* start Text to read *

# Model to Predict Elo Customer Loyalty

_Note! If you want to commit any changes to this document, please strip all output (Cell > Current Outputs > Clear, or set up [nbstripout](https://github.com/kynan/nbstripout) as a git filter) from this notebook before doing so. Thanks!_


## Import Libraries

Next we import the Python libraries we'll need. If any of these are missing for you, you can install them with e.g. `pip3 install pandas` on the command line.

In [None]:
import pandas as pd
import numpy as np
import seaborn as sns

## Load Data

Load the data into Pandas data frames and look at their structure.

First thing we'll do with the training data is split it into a train and validation set. (The given test set is what we'll later make our predictions on and upload, but only after we are fully satisfied with our model.)

In [None]:
hist_trans_df = pd.read_csv('data/unzipped/historical_transactions.csv')
merchants_df = pd.read_csv('data/unzipped/merchants.csv', index_col='merchant_id')
merch_trans_df = pd.read_csv('data/unzipped/new_merchant_transactions.csv')
train_and_validation_df = pd.read_csv('data/unzipped/train.csv', index_col='card_id')
test_df = pd.read_csv('data/unzipped/test.csv', index_col='card_id')

In [None]:
hist_trans_df.head()

In [None]:
merchants_df.head()

In [None]:
merch_trans_df.head()

In [None]:
train_and_validation_df.head()

## Create Features

Next we want to combine and shape all of our raw data to create useful features in the train data set.

For now, I'll do this step-by-step here to make it a bit easier to understand (for myself), but later we'll probably want to do this in some python classes, or this file will be huge. // Erich

In [None]:
merged = train_and_validation_df.merge(hist_trans_df, how='left', on=['card_id']); merged.head()

* end Text to read *

= Given request A =
Can you rewrite the paragraph beginning "First thing we'll do with the training data" from the Elo loyalty notebook in a shorter form, keeping its main facts?
= Given request B =
Write out the part of the Elo loyalty notebook that begins at the words "## Import Libraries" and stops after "the command line.".
= Given request C =
Could you extend the Elo loyalty notebook onward from its final line?
You won't need the data to do any of this.

* start Data excerpt *

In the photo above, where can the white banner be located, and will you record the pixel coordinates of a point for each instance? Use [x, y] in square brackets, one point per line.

* end Data excerpt *

= Task response A =
First, the training data is split into train and validation sets. The given test set is saved for the final predictions and upload, made only once the model is fully satisfactory.

= Task response B =
## Import Libraries

Next we import the Python libraries we'll need. If any of these are missing for you, you can install them with e.g. `pip3 install pandas` on the command line.

= Task response C =
In [None]:
means = merged.groupby('card_id')['purchase_amount'].mean(); means.head()

In [None]:
sums = merged.groupby('card_id')['purchase_amount'].sum(); sums.head()

In [None]:
train_and_validation_df['purchase_amount_mean'] = means
train_and_validation_df['purchase_amount_sum'] = sums

### Repeat for Test Set

In [None]:
test_merged = test_df.merge(hist_trans_df, how='left', on=['card_id'])
test_means = test_merged.groupby('card_id')['purchase_amount'].mean()
test_sums = test_merged.groupby('card_id')['purchase_amount'].sum()
test_df['purchase_amount_mean'] = test_means
test_df['purchase_amount_sum'] = test_sums

## Split Into Train and Validation Sets

Split our data into a train test (80%) and a validation set (20%).

In [None]:
from sklearn.model_selection import train_test_split
train_df, validate_df = train_test_split(train_and_validation_df, test_size=0.3, random_state=238923)

In [None]:
train_df.shape

In [None]:
validate_df.shape

In [None]:
train_df.head()

## Explore Data

### Correlations

In [None]:
sns.heatmap(train_df.corr(), vmin=-1, vmax=1, cmap='PiYG')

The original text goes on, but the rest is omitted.